### Your goal
Gather each line of the data below that contains the word "outline", and reproduce every such line in full.

===== Listing

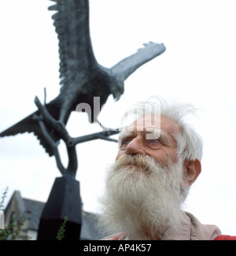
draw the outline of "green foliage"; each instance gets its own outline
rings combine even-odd
[[[5,189],[5,191],[3,192],[2,196],[2,200],[0,202],[0,210],[2,210],[2,211],[4,211],[4,202],[6,198],[7,191],[8,191],[8,187],[6,187]]]
[[[62,225],[61,226],[61,228],[58,230],[58,233],[57,233],[57,240],[61,241],[65,237],[65,224],[66,224],[67,221],[68,221],[68,216],[65,216],[64,217]]]

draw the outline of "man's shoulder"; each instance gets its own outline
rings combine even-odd
[[[193,214],[187,212],[186,214],[191,221],[191,240],[213,240],[217,236],[221,235],[221,232],[216,225],[201,224]]]

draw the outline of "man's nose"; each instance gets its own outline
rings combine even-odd
[[[143,147],[144,145],[142,142],[142,139],[135,138],[127,145],[125,154],[131,155],[140,154],[145,155],[146,153]]]

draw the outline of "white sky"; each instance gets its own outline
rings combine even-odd
[[[59,87],[57,35],[48,0],[0,2],[0,131],[36,109],[34,98],[47,102]],[[202,173],[185,210],[202,223],[236,235],[236,2],[234,0],[90,0],[90,33],[98,61],[108,68],[149,41],[167,50],[125,82],[120,101],[110,97],[100,115],[108,127],[120,124],[124,111],[157,95],[191,102],[202,109],[196,128],[205,142]],[[72,136],[101,131],[84,113],[68,124]],[[61,147],[64,154],[64,147]],[[83,209],[96,212],[106,166],[117,152],[112,142],[77,146]],[[66,163],[66,158],[64,161]],[[9,187],[21,195],[46,201],[60,176],[36,138],[24,134],[0,139],[0,195]]]

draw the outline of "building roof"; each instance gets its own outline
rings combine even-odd
[[[29,220],[28,229],[38,231],[44,206],[45,202],[24,198],[20,191],[15,191],[6,208],[5,214],[11,215],[13,212],[17,211],[19,216],[26,215]],[[97,228],[97,214],[82,211],[80,239],[100,240],[104,236]]]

==========

### The output
draw the outline of "green foliage"; each instance gets its own outline
draw the outline of "man's shoulder"; each instance gets its own outline
draw the outline of "man's nose"; each instance gets its own outline
draw the outline of "white sky"; each instance gets its own outline
draw the outline of "building roof"; each instance gets its own outline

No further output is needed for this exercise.